[Region pointing data]
# # # # #

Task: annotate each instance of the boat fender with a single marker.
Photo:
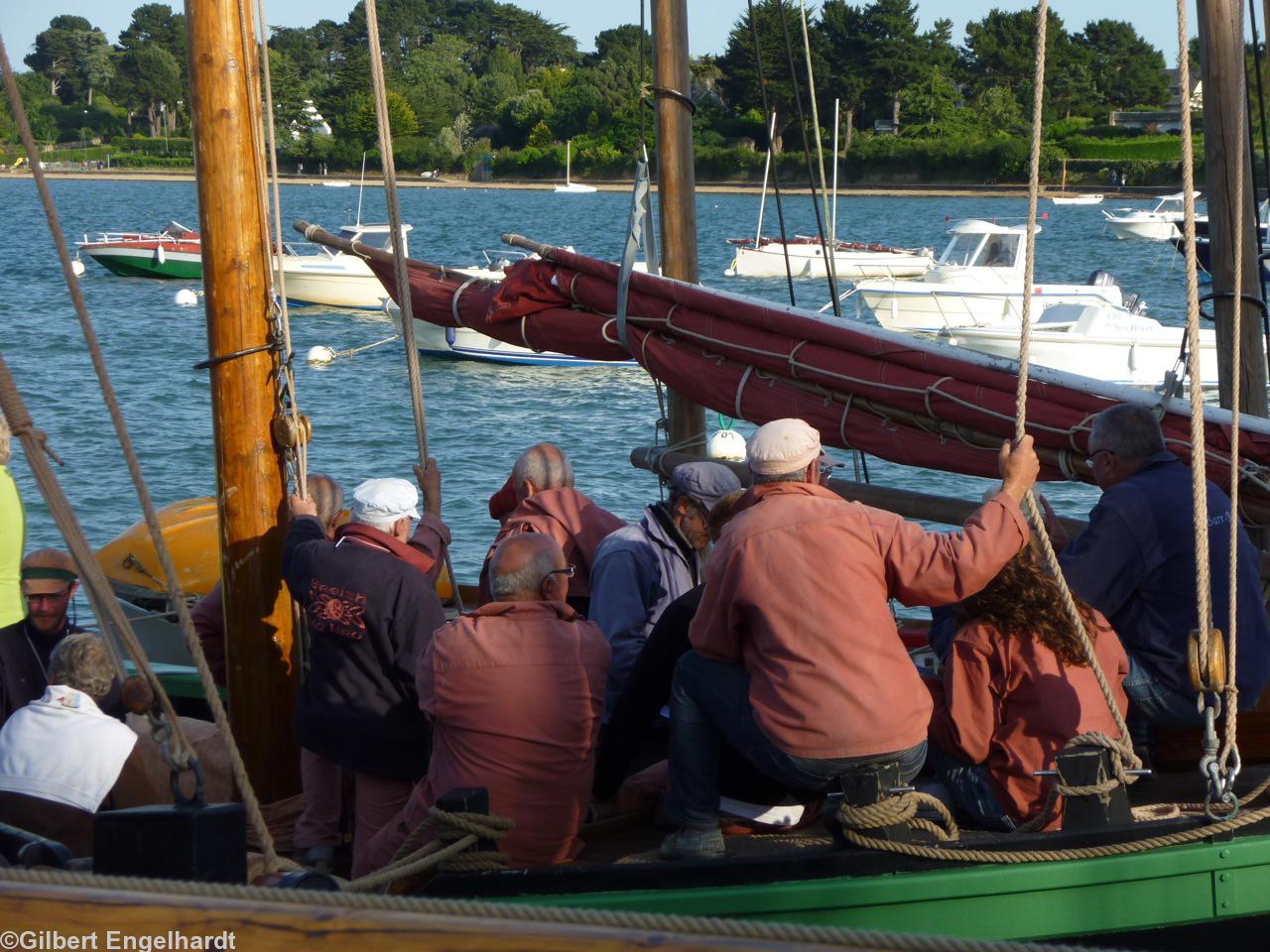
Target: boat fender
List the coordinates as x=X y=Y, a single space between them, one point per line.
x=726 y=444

# # # # #

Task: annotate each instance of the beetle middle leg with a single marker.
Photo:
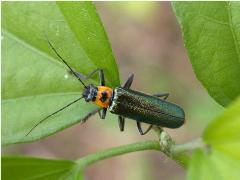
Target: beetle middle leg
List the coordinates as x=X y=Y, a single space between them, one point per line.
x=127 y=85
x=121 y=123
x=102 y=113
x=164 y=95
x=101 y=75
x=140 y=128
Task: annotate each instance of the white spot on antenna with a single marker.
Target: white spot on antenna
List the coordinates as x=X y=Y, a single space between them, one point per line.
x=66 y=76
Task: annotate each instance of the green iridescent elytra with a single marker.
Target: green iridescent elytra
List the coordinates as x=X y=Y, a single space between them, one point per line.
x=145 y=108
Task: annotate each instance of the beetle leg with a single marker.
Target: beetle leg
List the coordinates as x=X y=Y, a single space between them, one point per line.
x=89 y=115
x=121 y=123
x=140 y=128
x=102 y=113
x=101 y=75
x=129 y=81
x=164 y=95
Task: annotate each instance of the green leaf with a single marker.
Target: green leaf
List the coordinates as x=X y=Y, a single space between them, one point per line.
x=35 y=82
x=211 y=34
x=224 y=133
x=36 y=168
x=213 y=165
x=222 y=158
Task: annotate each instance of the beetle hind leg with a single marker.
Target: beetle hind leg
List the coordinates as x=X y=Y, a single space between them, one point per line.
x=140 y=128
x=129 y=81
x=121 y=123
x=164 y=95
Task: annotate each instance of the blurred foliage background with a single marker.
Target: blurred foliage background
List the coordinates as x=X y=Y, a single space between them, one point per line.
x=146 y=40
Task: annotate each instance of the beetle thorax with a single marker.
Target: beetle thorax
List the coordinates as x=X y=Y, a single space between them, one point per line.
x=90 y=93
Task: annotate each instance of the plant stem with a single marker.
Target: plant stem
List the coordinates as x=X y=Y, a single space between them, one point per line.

# # # # #

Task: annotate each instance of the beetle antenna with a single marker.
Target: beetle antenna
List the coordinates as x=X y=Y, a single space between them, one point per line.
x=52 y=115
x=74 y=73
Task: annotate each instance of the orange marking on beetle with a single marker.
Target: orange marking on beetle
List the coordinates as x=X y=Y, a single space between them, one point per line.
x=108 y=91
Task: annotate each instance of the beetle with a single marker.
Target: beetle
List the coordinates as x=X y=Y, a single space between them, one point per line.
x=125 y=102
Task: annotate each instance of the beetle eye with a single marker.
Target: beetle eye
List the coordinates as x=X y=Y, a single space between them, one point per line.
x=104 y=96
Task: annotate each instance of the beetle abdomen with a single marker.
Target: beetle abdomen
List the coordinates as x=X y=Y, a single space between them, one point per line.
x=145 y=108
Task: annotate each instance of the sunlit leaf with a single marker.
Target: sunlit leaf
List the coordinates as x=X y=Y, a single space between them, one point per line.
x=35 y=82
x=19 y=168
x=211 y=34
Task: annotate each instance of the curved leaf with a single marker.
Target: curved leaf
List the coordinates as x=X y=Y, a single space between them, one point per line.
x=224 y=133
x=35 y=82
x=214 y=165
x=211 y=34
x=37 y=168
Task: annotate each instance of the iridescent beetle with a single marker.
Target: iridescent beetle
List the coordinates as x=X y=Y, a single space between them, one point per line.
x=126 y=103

# # # # #

What the task requires: Take the lines above from the one containing "Task: annotate each instance of the sunlit" down to the one containing "Target: curved leaf", and transcribe them exactly, both ends included.

Task answer:
Task: annotate each instance of the sunlit leaf with a single marker.
Target: sunlit leaf
List the coordinates as x=X y=Y, a single space between them, one point per line.
x=35 y=82
x=19 y=168
x=211 y=34
Task: annotate each instance of the curved leaf with a single marker.
Target: curved leaf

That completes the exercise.